CHALLENGE
Locate every line in the records that contains the string "frame" and copy each of those lines. Case counts.

MATERIALS PROVIDED
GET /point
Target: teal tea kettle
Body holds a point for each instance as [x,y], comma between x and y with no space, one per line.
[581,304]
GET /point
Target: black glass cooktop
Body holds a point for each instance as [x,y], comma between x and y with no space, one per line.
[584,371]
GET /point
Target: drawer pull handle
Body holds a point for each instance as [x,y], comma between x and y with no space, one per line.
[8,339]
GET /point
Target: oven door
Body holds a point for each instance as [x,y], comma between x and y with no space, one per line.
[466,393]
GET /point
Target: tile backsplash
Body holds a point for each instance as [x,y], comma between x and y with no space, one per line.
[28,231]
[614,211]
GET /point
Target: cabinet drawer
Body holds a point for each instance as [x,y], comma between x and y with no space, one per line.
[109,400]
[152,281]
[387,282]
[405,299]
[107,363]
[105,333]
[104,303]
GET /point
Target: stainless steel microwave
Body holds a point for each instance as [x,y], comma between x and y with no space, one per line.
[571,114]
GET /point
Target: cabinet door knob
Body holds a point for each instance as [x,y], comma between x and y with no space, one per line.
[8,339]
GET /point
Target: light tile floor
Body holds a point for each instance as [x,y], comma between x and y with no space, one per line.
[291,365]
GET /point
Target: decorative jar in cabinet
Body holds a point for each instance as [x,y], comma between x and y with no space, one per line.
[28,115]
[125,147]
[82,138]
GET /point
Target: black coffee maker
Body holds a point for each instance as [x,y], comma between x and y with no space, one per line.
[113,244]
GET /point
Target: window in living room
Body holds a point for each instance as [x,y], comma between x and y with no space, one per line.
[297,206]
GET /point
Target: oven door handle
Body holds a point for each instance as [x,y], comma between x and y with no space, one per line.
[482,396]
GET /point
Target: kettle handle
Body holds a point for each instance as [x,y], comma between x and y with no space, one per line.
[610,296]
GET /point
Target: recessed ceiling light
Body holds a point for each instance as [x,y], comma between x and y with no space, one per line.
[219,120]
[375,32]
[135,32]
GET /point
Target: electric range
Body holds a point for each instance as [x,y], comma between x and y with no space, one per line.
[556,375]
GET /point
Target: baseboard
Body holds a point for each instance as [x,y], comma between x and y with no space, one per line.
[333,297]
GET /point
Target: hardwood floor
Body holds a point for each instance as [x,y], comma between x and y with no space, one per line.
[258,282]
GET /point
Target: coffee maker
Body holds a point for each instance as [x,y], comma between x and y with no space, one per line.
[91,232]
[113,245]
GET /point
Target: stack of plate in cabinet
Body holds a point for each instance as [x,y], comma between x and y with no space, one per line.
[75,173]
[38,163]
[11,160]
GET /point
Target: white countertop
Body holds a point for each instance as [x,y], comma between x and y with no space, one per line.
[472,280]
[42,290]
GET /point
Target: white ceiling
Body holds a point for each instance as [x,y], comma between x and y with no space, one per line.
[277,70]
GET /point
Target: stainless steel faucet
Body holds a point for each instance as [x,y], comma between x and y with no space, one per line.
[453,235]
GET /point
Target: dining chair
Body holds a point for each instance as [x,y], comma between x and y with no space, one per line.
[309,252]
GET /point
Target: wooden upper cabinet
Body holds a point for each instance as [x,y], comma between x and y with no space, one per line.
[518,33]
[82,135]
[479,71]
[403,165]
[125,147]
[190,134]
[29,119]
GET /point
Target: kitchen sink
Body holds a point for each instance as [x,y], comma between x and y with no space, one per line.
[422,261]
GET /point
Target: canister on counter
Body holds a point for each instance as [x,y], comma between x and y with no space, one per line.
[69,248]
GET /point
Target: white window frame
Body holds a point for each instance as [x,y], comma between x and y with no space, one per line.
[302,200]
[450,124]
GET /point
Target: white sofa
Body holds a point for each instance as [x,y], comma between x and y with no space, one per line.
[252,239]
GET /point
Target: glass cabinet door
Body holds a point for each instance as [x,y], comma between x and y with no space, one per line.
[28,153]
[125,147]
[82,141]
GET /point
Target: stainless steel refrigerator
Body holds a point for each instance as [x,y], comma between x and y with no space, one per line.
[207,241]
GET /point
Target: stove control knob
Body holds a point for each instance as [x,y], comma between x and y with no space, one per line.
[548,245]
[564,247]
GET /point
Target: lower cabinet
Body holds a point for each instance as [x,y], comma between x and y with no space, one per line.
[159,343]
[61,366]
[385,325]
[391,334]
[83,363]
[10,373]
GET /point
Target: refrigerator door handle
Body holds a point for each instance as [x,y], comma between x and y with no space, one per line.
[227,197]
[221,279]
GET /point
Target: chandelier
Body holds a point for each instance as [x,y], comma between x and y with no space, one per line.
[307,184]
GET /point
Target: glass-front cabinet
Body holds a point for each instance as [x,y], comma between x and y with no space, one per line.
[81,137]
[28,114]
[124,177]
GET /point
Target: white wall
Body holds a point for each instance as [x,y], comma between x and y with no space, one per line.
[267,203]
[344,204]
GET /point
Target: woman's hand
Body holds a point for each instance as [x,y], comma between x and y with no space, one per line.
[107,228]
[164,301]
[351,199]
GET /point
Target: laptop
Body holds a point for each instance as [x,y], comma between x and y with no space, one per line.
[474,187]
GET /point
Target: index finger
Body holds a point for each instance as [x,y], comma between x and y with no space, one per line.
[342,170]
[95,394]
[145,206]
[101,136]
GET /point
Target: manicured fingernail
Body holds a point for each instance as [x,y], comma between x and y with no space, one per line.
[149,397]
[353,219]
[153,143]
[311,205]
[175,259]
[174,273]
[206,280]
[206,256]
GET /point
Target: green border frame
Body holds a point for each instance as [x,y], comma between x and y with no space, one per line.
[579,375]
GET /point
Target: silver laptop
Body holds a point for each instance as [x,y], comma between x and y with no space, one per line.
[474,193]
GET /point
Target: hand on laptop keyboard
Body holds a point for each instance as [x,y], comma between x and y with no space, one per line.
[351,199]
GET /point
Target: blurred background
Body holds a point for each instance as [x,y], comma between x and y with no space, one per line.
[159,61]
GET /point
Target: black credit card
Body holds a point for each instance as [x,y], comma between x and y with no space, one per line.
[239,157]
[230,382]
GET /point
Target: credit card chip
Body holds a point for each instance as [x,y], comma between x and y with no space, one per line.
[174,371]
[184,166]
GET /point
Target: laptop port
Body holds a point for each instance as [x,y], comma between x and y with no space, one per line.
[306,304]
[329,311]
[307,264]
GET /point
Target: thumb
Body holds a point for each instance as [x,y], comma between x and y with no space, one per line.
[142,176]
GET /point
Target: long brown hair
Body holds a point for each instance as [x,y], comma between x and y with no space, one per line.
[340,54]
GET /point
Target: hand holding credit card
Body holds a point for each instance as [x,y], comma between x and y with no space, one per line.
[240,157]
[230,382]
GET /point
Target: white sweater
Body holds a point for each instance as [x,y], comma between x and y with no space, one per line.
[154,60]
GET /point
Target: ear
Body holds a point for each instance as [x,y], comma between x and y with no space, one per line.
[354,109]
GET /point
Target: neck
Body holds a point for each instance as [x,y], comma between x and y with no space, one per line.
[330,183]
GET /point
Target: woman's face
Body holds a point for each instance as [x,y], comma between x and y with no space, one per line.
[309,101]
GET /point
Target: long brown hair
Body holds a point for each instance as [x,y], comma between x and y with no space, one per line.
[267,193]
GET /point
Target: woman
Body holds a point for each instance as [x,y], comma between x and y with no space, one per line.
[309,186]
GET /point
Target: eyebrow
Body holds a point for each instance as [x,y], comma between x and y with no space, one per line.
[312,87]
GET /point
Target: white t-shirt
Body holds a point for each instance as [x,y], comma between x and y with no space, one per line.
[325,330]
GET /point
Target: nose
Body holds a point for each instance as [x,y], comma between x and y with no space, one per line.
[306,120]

PROBLEM SOLUTION
Target: white window frame
Target: green border frame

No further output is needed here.